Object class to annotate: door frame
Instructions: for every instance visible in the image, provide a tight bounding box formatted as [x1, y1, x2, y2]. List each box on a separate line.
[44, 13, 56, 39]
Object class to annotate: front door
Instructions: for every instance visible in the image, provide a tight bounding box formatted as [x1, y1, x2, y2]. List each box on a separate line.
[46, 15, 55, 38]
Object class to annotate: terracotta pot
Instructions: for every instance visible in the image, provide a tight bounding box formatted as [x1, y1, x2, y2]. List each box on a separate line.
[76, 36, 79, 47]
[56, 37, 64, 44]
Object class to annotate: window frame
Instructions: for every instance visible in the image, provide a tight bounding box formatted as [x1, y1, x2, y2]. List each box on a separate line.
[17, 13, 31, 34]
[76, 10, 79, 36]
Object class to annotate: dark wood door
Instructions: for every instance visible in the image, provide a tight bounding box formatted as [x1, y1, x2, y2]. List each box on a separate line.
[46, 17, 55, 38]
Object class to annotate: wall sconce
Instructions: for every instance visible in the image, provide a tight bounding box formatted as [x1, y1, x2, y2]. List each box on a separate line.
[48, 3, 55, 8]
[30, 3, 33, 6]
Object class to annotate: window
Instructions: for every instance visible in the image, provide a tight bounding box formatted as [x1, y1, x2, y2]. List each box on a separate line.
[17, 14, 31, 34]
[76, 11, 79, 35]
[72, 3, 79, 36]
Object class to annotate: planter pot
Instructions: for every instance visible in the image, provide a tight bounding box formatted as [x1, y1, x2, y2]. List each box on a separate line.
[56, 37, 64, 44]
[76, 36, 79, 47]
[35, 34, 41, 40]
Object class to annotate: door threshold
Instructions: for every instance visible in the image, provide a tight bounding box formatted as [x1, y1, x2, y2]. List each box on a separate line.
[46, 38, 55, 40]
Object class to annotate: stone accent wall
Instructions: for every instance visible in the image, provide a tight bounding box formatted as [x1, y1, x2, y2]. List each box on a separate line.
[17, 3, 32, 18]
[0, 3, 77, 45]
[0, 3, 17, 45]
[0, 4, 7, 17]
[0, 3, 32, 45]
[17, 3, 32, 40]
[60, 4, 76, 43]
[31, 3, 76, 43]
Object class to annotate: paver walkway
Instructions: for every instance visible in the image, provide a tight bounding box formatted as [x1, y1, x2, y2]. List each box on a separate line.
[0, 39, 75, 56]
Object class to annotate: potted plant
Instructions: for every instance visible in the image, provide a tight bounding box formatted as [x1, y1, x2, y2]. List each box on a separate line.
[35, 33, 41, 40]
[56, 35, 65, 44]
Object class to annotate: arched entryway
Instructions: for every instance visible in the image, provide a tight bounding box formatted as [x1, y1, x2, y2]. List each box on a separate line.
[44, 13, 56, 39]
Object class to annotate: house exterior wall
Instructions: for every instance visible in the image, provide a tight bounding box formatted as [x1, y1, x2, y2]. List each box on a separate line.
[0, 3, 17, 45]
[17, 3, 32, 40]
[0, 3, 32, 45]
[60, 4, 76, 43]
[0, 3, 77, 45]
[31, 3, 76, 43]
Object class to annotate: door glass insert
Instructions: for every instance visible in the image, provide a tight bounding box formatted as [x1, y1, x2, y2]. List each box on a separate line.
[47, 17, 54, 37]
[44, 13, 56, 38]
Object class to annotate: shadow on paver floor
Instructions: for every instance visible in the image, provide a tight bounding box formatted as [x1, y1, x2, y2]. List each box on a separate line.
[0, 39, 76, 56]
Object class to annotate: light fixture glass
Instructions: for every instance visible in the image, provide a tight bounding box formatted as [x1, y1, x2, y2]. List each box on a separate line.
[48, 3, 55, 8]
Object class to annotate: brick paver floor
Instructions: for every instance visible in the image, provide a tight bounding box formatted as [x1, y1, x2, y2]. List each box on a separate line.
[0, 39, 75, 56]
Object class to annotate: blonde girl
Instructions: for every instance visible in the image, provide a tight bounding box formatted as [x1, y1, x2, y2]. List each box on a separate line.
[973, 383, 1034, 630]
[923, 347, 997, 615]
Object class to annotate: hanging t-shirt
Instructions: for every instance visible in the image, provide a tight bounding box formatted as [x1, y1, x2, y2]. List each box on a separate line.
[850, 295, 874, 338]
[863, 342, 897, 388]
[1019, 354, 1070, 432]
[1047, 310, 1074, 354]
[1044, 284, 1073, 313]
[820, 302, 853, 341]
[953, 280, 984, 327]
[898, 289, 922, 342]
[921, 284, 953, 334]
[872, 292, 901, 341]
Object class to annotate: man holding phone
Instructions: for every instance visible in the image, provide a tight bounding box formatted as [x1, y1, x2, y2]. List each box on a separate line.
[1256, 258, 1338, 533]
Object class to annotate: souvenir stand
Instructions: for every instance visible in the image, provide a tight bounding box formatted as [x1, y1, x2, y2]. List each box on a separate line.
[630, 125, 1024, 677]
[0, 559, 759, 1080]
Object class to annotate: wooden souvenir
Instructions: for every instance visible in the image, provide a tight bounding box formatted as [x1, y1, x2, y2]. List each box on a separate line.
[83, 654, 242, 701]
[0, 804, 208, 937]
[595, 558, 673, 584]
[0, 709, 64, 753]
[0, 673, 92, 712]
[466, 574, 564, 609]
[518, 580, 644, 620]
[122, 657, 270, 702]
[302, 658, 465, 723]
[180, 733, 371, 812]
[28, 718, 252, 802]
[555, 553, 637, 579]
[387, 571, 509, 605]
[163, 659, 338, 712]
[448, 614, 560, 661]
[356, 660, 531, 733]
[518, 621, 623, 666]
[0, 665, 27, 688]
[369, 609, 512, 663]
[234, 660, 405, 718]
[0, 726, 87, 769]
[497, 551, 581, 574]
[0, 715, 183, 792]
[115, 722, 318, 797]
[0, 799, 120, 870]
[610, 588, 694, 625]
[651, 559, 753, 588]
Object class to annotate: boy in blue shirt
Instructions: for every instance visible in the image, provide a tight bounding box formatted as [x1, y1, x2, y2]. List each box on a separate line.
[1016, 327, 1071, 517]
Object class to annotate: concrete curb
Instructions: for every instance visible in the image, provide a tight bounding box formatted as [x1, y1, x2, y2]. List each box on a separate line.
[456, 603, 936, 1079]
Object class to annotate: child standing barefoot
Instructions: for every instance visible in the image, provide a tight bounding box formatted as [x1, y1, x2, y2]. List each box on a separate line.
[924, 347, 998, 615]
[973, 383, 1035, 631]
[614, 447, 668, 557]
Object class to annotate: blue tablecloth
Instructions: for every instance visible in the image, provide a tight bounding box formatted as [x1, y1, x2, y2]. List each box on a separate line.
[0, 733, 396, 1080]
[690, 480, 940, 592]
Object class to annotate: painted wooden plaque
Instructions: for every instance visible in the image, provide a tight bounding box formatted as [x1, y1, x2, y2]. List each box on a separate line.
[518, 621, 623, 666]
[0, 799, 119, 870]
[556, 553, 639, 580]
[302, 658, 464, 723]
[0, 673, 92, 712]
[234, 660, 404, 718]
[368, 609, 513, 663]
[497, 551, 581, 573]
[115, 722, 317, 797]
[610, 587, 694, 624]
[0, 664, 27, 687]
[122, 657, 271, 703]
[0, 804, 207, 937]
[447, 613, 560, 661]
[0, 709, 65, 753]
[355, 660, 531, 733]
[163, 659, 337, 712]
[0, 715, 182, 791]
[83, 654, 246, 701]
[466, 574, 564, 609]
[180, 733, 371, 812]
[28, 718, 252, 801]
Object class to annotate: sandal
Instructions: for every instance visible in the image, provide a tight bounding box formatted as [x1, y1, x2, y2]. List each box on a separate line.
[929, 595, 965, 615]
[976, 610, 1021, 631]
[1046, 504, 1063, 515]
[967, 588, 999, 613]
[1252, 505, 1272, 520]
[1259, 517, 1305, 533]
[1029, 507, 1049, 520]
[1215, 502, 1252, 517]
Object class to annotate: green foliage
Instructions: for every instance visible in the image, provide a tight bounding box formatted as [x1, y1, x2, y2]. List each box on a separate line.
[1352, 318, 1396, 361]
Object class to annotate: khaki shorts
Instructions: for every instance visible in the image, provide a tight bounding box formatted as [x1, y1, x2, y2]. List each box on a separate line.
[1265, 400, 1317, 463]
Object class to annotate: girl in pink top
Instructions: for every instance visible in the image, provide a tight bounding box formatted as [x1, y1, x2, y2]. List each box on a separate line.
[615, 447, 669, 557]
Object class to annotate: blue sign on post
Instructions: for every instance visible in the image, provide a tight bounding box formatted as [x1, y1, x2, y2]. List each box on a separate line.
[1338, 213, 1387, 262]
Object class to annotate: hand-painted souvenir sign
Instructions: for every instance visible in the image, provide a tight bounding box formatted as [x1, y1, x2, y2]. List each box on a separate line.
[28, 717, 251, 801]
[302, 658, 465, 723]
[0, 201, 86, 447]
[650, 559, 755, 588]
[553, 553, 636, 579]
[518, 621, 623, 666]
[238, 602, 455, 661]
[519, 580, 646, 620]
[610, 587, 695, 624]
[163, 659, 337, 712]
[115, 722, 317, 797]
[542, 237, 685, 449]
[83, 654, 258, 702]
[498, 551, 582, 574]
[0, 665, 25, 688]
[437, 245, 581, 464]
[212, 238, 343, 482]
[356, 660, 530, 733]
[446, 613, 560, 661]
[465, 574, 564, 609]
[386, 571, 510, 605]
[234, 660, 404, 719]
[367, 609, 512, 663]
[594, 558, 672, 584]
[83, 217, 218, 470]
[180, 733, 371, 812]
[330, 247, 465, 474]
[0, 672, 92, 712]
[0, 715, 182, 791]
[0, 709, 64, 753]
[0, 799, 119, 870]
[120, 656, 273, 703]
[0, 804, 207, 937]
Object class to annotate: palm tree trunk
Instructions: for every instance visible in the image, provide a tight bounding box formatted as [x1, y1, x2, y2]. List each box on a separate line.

────────────────────

■ Goal of the exercise
From the listing, tally every line with the word "wooden" in it and give only the tally.

■ Solution
2